A word-for-word transcription of the listing is all that is needed.

===== Source material

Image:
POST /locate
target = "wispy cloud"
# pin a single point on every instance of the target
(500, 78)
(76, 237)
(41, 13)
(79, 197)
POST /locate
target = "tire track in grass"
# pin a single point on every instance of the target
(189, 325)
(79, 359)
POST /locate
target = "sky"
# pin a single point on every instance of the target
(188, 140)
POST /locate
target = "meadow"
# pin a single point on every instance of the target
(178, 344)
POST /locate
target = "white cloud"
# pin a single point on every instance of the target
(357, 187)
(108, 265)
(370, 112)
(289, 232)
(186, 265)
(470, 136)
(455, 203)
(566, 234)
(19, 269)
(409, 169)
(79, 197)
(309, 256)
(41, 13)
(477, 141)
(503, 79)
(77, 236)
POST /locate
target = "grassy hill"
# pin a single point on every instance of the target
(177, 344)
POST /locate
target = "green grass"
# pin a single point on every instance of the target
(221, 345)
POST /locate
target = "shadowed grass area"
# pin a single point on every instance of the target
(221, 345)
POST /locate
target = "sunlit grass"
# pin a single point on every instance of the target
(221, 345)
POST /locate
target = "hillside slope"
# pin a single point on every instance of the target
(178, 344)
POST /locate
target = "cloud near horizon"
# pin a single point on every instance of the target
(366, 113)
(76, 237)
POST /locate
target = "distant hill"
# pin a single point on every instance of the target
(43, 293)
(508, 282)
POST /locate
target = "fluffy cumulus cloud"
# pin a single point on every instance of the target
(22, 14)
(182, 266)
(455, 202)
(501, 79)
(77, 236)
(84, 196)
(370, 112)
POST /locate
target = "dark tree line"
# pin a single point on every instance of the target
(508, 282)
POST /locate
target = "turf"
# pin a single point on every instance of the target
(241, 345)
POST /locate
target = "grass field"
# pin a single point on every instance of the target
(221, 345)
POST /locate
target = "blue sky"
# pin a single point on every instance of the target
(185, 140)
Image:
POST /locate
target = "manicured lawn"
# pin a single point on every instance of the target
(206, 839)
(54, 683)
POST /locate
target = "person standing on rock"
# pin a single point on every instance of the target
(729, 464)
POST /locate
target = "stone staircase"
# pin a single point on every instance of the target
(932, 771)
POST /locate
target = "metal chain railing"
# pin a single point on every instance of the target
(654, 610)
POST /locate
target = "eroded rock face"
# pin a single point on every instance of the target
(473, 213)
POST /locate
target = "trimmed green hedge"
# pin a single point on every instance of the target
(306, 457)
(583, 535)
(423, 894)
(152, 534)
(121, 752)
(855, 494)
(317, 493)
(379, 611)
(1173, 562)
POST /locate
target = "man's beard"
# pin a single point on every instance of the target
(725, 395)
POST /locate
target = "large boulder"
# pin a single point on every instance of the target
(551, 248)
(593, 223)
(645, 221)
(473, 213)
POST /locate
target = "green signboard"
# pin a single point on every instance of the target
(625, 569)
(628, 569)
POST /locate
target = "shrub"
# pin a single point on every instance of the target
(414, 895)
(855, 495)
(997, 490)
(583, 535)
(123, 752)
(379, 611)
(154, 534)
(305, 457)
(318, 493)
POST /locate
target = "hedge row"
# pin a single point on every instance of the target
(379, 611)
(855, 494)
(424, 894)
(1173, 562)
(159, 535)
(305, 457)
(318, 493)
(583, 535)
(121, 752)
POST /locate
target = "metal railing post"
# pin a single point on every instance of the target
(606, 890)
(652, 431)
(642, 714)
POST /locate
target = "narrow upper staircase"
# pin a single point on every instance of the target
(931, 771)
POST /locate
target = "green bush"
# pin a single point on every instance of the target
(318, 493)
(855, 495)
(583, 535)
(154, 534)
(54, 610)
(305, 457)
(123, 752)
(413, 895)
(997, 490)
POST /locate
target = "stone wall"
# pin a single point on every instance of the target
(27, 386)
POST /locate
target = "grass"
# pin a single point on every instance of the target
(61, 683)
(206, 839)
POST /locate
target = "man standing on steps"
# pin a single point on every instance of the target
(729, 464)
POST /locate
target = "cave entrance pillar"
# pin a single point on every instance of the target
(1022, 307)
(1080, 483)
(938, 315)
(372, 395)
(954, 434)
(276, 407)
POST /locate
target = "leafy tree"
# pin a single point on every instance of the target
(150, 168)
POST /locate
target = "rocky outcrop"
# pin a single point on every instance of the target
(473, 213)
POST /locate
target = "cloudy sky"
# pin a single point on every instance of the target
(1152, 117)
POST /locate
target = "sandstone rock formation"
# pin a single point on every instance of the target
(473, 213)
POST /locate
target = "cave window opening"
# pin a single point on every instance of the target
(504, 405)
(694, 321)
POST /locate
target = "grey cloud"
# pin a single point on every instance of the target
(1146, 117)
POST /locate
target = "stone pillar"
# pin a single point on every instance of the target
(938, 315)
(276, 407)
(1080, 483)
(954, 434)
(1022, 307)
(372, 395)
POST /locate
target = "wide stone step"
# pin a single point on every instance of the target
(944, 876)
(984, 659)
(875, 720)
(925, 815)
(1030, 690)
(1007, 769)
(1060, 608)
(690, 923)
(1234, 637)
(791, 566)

==========

_Finished exercise:_
Image:
POST /locate
target = "wispy cloud"
# pin a single point on every instance of the target
(500, 78)
(76, 237)
(41, 13)
(79, 197)
POST /locate
target = "tire track in grass"
# pin a single point on every instance of the target
(189, 325)
(79, 359)
POST /locate
target = "sky"
# pin a single point on every instance of the target
(188, 140)
POST /locate
target = "meadow"
# pin a single point on every instance of the target
(178, 344)
POST /locate
target = "white cloud"
# pin a single point on every instance of the target
(357, 187)
(108, 265)
(370, 112)
(289, 232)
(186, 265)
(470, 136)
(455, 203)
(566, 234)
(19, 269)
(409, 169)
(79, 197)
(309, 256)
(41, 13)
(477, 141)
(503, 79)
(77, 236)
POST /locate
target = "grassy hill"
# pin a single point on every instance of the target
(177, 344)
POST /locate
target = "green grass"
# pin a single point on every instance of the target
(221, 345)
POST /locate
target = "shadowed grass area"
# pin a single point on every instance of the target
(221, 345)
POST /locate
target = "sunlit grass"
# pin a single point on every instance of the target
(221, 345)
POST /locate
target = "hillside slope"
# pin a single point on every instance of the target
(178, 344)
POST /locate
target = "cloud near horizon"
# pin a single point on every instance of the target
(366, 113)
(76, 237)
POST /locate
target = "distant hill"
# pin a single point on every instance of the target
(43, 293)
(508, 282)
POST /locate
target = "fluffy cumulus cloud"
# pin a single point on every instance of the target
(22, 14)
(182, 266)
(455, 202)
(501, 79)
(77, 236)
(84, 196)
(370, 112)
POST /locate
target = "dark tree line"
# pin a single point on every instance of the target
(508, 282)
POST /locate
target = "turf"
# pin a single point on every instance of the target
(241, 345)
POST /locate
target = "grass field"
# pin a single point on every instance of the target
(221, 345)
POST /locate
target = "blue sky"
# pin a single point on every instance of the target
(185, 140)
Image:
POST /locate
target = "manicured lawn"
# pin a single point on every instance of the target
(206, 839)
(54, 683)
POST /locate
target = "person standing on rock"
# pin a single point on every instance of the target
(729, 464)
POST /locate
target = "stone staircase"
# pin a single point on every instance of the target
(932, 771)
POST /locate
target = "metal chain railing"
# pin a single point on every instance of the target
(654, 610)
POST /locate
target = "eroded rock face"
# pin a single point on every instance of the target
(473, 213)
POST /locate
target = "trimmed green hedge"
# pin a single point on every instance of the target
(306, 457)
(583, 535)
(423, 894)
(152, 534)
(121, 752)
(855, 494)
(317, 493)
(379, 611)
(1173, 562)
POST /locate
target = "man's beard"
# pin a single point on every instance of the target
(725, 395)
POST /locate
target = "large boulder"
# pin a single point on every instance of the target
(551, 248)
(593, 223)
(645, 221)
(473, 213)
POST /locate
target = "green signboard"
# pin a single point on every instance of the target
(625, 569)
(628, 569)
POST /locate
target = "shrub"
# pin a single point on every instance of the target
(414, 895)
(855, 495)
(997, 490)
(583, 535)
(123, 752)
(379, 611)
(154, 534)
(305, 457)
(318, 493)
POST /locate
target = "hedge row"
# pin a single point on every instance of the target
(379, 611)
(855, 494)
(424, 894)
(1173, 562)
(159, 535)
(305, 457)
(318, 493)
(583, 535)
(121, 752)
POST /locate
target = "metal railing post"
# pin a single point on every instance of the target
(606, 890)
(652, 431)
(642, 714)
POST /locate
target = "narrow upper staircase"
# pin a single point on every instance of the target
(931, 771)
POST /locate
target = "green bush"
# pin a single point on every instance of the target
(318, 493)
(855, 495)
(583, 535)
(154, 534)
(54, 610)
(305, 457)
(123, 752)
(413, 895)
(997, 490)
POST /locate
target = "stone wall"
# pin a single point on every instance of the target
(27, 386)
POST /locate
target = "grass"
# pin a single point on every instance of the target
(61, 683)
(206, 839)
POST /locate
target = "man standing on steps"
# pin a single point on every instance of the target
(729, 464)
POST /locate
target = "cave entrance pillar"
# pin a single point on every instance of the target
(1022, 307)
(1080, 483)
(938, 315)
(372, 395)
(954, 434)
(276, 407)
POST /locate
target = "leafy tree"
# pin a single point on every instance of the target
(150, 168)
POST /locate
target = "rocky outcrop"
# pin a single point on every instance of the target
(473, 213)
POST /locate
target = "cloudy sky"
# pin a single point on every instance of the target
(1152, 117)
POST /locate
target = "sandstone rock formation"
# pin a single point on every instance of the target
(473, 213)
POST /locate
target = "cave window opening"
# pin a single point on every instance of the target
(504, 405)
(694, 321)
POST /locate
target = "grey cloud"
# pin a single point on every instance of the target
(1146, 117)
POST /locate
target = "stone pillar"
# pin a single point on every instance of the target
(938, 315)
(276, 407)
(1080, 483)
(954, 434)
(1022, 307)
(372, 395)
POST /locate
target = "wide stone step"
# pin a single point on every instance of the target
(944, 876)
(984, 659)
(875, 720)
(925, 815)
(1030, 690)
(1007, 769)
(1060, 608)
(690, 923)
(1234, 637)
(791, 566)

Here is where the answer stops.